_Selected extract_
====================

# Gurkha by Armet Armored Vehicles of King City Ontario



## newfin (28 Aug 2006)

The Toronto Star ran an article on this company on August 25th, 2006 in which it states that this model of armored car by Armet is in service with both the Canadian and American militaries.

http://www.thestar.com/NASApp/cs/ContentServer?pagename=thestar/Layout/Article_Type1&c=Article&cid=1156456211222&call_pageid=968332188492&col=968793972154&t=TS_Home

I was not aware that any of these are in service in Canada.  Can anyone shed any light on this?

What chassis are they based on?


----------



## Colin Parkinson (28 Aug 2006)

Interesting that they don't show a picture of a real vehicle despite claiming to have built 50 of them.


----------



## George Wallace (28 Aug 2006)

Colin P said:
			
		

> Interesting that they don't show a picture of a real vehicle despite claiming to have built 50 of them.



Ummmmm!

Colin

There are two in the photo at the top of the page.


----------



## Kirkhill (28 Aug 2006)

http://www.aavi.com/
http://www.army-technology.com/contractors/armoured/armet/

They also have a video of the Gurkha (you have to register) but while it looks to be going a fair clip along a bonedry gravel road "somewhere in Ontario" in the summer, it practically crawled through a grassy field.

Also roof height, let alone "turret" height, is taller than a Hummer.


----------



## Slim (28 Aug 2006)

I would be very cautios if i was dealing with that company. They have a somwhat shady history...

There are better companies out there and they're in Ontario as well

Slim


----------



## Spencer100 (29 Aug 2006)

I bet they are trying to drum up publicity for this as an option for the LARV.


----------



## tabernac (29 Aug 2006)

IIRC Canada AM had a spot on this vehicle a few months ago.


----------



## Colin Parkinson (29 Aug 2006)

George Wallace said:
			
		

> Ummmmm!
> 
> Colin
> 
> There are two in the photo at the top of the page.



Sorry, the picture in the TS article looked like an "artist impression" drawing that is typical of many of the designs that never get built, once I saw the larger photo I realized my error.


----------



## TN2IC (30 Aug 2006)

So are they in service or not?


----------



## Franko (31 Aug 2006)

TN2IC said:
			
		

> So are they in service or not?



No.


----------



## Koenigsegg (31 Aug 2006)

There have been at least two in Barrie however.


----------



## a_majoor (4 Sep 2006)

Spencer100 said:
			
		

> I bet they are trying to drum up publicity for this as an option for the LARV.



Vehicles resembling or based on SUV's are the wrong choice for the LARV project; see:

Our 'maybe' new recce vehicle  http://forums.army.ca/forums/threads/35535.0.html
"Trading Saber for Stealth" or "Are We a One Trick Pony?"  http://forums.army.ca/forums/threads/35526.0.html

for some pretty in depth discussion.


----------

====================

_Material provided_

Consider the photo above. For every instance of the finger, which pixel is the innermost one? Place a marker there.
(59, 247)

====================

_Requirements_
1. In the Gurkha thread, write out the passage starting with "http://www.aavi.com/" and going on through "Slim (28 Aug 2006)", swapping "grassy field" for "muddy field".
2. Answer these questions from the Gurkha thread:
(a) Which newspaper ran the article on the company, and on what date?
(b) How many vehicles does Colin Parkinson say the company claims to have built?
(c) Where does Koenigsegg say there have been at least two?

_Full answers_
1.
http://www.aavi.com/
http://www.army-technology.com/contractors/armoured/armet/

They also have a video of the Gurkha (you have to register) but while it looks to be going a fair clip along a bonedry gravel road "somewhere in Ontario" in the summer, it practically crawled through a muddy field.

Also roof height, let alone "turret" height, is taller than a Hummer.


----------



## Slim (28 Aug 2006)

2.
(a) The Toronto Star, on August 25th, 2006.
(b) 50.
(c) In Barrie.